DIRECTION: Copy out the lines word for word, starting at the line with "Annotate each front grille" and continuing through the last line of the records.

Region labeling records:
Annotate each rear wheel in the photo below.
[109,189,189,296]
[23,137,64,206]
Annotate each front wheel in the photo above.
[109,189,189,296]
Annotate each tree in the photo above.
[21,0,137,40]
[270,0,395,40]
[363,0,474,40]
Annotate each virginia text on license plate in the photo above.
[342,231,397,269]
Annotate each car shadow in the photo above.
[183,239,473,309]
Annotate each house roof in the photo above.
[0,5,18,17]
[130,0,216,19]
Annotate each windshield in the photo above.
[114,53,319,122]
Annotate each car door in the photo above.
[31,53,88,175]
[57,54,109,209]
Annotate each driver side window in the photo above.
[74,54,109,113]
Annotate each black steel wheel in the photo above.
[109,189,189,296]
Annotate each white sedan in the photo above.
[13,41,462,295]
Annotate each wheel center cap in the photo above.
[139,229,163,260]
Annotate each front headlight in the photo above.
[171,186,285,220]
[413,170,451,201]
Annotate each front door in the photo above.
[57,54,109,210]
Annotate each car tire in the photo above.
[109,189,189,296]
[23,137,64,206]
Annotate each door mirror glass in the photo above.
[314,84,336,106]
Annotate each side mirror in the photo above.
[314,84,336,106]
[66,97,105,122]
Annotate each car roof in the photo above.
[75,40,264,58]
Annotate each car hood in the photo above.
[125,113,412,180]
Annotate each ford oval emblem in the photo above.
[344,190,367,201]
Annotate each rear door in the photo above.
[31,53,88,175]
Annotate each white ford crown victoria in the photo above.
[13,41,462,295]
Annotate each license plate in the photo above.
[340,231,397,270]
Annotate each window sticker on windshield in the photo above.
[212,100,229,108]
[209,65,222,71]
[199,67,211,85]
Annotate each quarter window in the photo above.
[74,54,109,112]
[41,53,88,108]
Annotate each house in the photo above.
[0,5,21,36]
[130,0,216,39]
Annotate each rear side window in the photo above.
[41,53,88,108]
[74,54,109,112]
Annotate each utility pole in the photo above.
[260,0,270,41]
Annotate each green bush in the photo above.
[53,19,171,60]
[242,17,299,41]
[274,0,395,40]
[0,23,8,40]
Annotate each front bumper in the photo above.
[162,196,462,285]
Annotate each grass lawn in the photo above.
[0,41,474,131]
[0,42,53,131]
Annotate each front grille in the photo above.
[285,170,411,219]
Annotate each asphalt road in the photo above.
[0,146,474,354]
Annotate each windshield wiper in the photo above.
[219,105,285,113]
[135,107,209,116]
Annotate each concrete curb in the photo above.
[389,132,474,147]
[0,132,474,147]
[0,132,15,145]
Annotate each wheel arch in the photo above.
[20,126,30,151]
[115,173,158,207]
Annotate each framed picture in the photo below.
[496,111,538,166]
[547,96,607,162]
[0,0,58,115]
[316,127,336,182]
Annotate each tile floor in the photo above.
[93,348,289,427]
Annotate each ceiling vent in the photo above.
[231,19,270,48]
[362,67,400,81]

TASK SOLUTION:
Annotate each front grille in the photo above.
[285,170,411,219]
Annotate each asphalt road in the photo above.
[0,146,474,354]
Annotate each windshield wiper in the photo above.
[219,105,285,113]
[135,107,209,116]
Annotate each concrete curb in the photo above.
[389,132,474,147]
[0,132,474,147]
[0,132,15,145]
Annotate each wheel arch in the photo above.
[20,126,30,151]
[115,173,158,207]
Annotate each framed picture in the photo below.
[496,111,538,166]
[547,96,607,162]
[0,0,58,115]
[316,127,336,182]
Annotate each tile floor in the photo above.
[93,348,289,427]
Annotate each ceiling vent in the photo above.
[231,19,270,48]
[362,67,400,81]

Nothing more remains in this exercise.